Input material —
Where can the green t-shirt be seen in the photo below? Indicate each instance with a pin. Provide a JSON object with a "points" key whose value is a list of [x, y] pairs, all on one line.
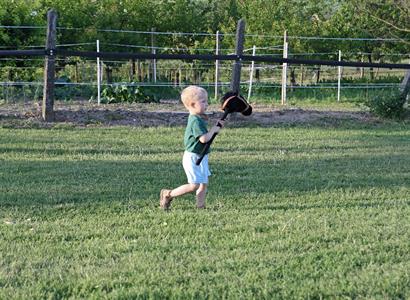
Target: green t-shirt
{"points": [[195, 128]]}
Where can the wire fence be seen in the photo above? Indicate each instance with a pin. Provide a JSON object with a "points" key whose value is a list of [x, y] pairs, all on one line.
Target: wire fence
{"points": [[77, 78]]}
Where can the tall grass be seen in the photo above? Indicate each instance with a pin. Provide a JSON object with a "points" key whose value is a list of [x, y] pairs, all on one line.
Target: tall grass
{"points": [[293, 212]]}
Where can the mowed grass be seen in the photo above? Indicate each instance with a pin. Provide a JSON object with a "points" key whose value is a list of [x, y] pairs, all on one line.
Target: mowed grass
{"points": [[293, 212]]}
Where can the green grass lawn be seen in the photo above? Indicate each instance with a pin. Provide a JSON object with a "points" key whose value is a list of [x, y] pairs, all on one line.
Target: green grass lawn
{"points": [[293, 212]]}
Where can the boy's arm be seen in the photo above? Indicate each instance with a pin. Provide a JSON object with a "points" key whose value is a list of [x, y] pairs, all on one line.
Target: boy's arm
{"points": [[215, 129]]}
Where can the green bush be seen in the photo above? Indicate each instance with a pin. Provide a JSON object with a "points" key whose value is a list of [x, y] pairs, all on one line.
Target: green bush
{"points": [[387, 105], [124, 93]]}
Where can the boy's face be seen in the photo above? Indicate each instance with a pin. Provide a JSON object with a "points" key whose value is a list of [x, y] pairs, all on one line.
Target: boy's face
{"points": [[199, 107]]}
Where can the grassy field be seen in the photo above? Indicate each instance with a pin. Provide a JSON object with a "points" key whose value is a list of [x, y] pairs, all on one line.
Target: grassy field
{"points": [[293, 212]]}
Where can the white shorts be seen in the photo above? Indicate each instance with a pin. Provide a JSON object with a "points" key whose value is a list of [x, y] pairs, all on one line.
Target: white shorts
{"points": [[195, 174]]}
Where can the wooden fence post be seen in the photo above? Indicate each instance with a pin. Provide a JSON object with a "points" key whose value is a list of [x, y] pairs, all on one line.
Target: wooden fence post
{"points": [[49, 68], [284, 68], [236, 67], [216, 65], [405, 85]]}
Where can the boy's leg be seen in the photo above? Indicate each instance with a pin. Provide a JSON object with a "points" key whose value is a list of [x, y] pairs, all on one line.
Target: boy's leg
{"points": [[184, 189], [201, 195], [166, 196]]}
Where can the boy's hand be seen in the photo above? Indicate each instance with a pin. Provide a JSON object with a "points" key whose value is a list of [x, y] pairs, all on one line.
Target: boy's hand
{"points": [[220, 123]]}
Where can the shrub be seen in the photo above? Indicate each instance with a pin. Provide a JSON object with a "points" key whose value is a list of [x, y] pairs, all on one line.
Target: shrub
{"points": [[124, 93], [387, 105]]}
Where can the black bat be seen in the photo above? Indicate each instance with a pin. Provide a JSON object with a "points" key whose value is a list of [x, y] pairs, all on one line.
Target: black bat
{"points": [[231, 102]]}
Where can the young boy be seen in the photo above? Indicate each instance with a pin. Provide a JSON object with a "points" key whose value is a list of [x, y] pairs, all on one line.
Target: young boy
{"points": [[195, 99]]}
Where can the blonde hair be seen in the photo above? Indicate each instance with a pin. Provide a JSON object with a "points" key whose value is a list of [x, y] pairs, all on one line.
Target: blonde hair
{"points": [[193, 94]]}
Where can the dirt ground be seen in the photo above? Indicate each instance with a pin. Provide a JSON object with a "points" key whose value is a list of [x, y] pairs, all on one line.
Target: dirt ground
{"points": [[165, 114]]}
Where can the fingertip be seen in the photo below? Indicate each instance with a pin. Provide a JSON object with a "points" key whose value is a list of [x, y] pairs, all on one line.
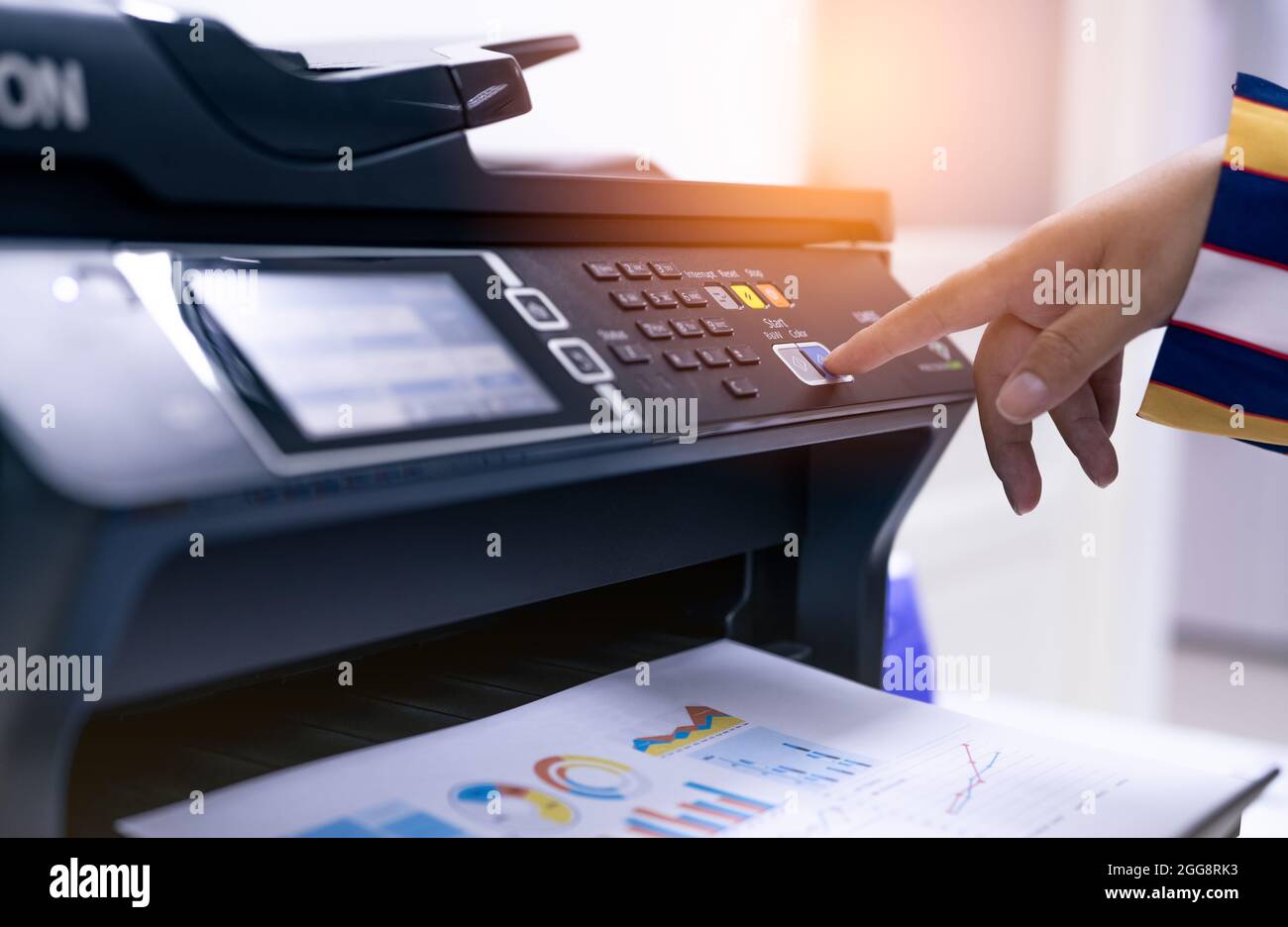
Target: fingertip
{"points": [[845, 360], [1022, 398]]}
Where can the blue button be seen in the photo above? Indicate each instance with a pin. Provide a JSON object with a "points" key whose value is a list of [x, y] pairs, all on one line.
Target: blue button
{"points": [[815, 355]]}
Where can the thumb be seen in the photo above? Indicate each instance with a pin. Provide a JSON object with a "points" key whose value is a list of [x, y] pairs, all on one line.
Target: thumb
{"points": [[1063, 359]]}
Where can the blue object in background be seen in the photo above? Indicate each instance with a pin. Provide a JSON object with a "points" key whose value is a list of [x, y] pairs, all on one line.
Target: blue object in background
{"points": [[906, 635]]}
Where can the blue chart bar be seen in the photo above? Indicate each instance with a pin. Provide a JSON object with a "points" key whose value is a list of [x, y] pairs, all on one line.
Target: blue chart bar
{"points": [[730, 796], [772, 755], [386, 820]]}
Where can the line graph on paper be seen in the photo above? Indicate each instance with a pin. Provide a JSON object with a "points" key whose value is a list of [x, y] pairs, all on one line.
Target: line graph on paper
{"points": [[977, 777], [966, 781]]}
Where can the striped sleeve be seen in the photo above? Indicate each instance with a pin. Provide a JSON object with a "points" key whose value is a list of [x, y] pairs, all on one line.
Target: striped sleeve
{"points": [[1223, 367]]}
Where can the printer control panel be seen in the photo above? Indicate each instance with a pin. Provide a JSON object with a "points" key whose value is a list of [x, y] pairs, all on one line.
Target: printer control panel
{"points": [[304, 360], [743, 331]]}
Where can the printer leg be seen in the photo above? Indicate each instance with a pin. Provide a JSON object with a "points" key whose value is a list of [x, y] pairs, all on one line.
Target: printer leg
{"points": [[841, 584]]}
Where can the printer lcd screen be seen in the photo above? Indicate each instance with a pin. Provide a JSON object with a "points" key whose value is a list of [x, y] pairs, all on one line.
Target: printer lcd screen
{"points": [[348, 355]]}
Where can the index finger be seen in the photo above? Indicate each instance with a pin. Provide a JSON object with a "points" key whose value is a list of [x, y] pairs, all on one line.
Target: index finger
{"points": [[969, 297]]}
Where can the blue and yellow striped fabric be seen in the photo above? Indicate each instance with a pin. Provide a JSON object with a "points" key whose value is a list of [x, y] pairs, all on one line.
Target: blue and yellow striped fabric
{"points": [[1223, 367]]}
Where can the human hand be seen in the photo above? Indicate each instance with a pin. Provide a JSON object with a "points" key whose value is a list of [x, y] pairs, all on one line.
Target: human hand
{"points": [[1134, 244]]}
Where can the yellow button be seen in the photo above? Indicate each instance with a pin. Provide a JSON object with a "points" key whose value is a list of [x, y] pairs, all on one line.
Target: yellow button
{"points": [[748, 296], [774, 295]]}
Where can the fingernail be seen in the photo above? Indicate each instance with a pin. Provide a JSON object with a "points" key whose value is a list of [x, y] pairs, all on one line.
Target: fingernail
{"points": [[1022, 398]]}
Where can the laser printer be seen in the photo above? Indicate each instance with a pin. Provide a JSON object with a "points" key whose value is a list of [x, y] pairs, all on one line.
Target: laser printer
{"points": [[292, 385]]}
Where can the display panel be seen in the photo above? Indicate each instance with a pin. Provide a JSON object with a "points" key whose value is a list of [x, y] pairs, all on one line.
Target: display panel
{"points": [[353, 355]]}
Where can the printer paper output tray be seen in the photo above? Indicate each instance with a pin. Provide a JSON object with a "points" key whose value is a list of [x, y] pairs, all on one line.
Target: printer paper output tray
{"points": [[160, 137]]}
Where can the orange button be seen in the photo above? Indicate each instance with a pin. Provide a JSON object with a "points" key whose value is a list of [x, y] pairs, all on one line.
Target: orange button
{"points": [[774, 295], [748, 296]]}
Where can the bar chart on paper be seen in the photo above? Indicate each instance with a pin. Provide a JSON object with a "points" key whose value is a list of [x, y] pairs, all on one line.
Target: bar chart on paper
{"points": [[772, 755]]}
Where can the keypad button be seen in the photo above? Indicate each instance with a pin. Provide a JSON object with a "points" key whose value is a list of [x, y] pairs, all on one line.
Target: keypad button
{"points": [[713, 357], [815, 355], [683, 360], [742, 387], [748, 296], [536, 309], [666, 269], [601, 269], [629, 353], [634, 269], [655, 331], [721, 297], [694, 299], [806, 361], [580, 360], [660, 299], [629, 299], [774, 295]]}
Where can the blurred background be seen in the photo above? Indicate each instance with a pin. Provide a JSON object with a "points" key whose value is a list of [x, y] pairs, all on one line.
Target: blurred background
{"points": [[982, 117]]}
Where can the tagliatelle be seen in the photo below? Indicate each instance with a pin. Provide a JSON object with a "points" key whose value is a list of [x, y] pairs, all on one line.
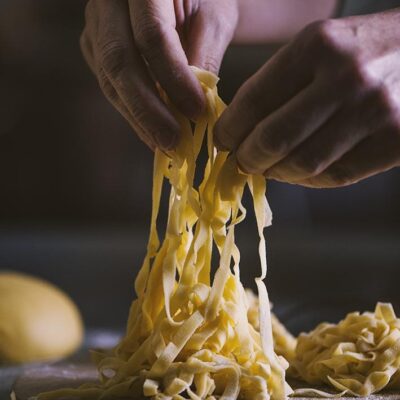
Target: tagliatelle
{"points": [[284, 341], [360, 355], [188, 336], [193, 337]]}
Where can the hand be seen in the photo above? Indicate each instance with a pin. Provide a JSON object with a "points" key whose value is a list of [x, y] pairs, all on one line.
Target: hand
{"points": [[325, 110], [131, 45]]}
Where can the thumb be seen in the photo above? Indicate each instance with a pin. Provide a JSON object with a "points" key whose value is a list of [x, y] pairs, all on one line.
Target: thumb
{"points": [[210, 33]]}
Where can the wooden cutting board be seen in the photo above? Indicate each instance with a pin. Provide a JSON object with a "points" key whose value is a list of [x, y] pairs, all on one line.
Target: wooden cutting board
{"points": [[40, 379]]}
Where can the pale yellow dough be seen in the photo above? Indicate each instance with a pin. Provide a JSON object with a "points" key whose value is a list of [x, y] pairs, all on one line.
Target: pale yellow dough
{"points": [[37, 320]]}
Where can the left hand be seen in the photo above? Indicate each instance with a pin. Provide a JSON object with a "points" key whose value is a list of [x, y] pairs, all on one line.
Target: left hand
{"points": [[325, 110]]}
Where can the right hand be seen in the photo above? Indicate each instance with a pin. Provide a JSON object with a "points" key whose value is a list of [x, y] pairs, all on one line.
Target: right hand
{"points": [[130, 45]]}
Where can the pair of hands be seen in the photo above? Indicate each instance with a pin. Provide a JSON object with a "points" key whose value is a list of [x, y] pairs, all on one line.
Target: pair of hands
{"points": [[322, 112]]}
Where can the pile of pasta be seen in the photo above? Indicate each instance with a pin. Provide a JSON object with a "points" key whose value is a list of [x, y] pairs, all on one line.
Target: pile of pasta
{"points": [[191, 335], [360, 355], [188, 335]]}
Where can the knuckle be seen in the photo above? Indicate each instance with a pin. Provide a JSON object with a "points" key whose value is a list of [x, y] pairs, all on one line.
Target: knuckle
{"points": [[211, 63], [340, 175], [310, 165], [355, 73], [149, 37], [322, 36], [113, 55], [106, 86], [272, 142]]}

Problem statement —
Return, word for word, every line from the line with "Where can the left" to the final line of the data.

Exercise answer —
Where can the left hand be seen in the photo above? Indicate each instance with a pin. Provide a JSON object with a "points" key whose value is a list of [x, y] pairs, all on one line.
Target: left hand
{"points": [[325, 110]]}
Where can the right hand be seen in the photo above? Indicate each instance with a pin. Provide a JSON object with a "points" key whose value is a list of [x, y] pairs, all on one line.
Target: right hand
{"points": [[130, 45]]}
Where can the pair of hands be seen in the photo above? Indicate each instance with a pin. Provide a JSON object with a "points" key whose value is a list of [x, y] pairs, all on one line.
Target: pair of hands
{"points": [[322, 112]]}
Where can the pile of pasta be seen in the photo above? Indicate each instance with a pin. Provide a JSON object with a "points" key whose value is a list of [x, y] pairs, all on one line.
Target: pile of pasta
{"points": [[191, 335], [360, 355], [188, 335]]}
Where can the knuckle be seen in the photo above? Indicate each instance with a pin. Provide a JSON object with a "points" key whose value is a list of [x, y] pairs, all on one line.
Target: knuckle
{"points": [[211, 63], [340, 175], [310, 165], [355, 73], [149, 37], [322, 36], [113, 55], [106, 86], [272, 142]]}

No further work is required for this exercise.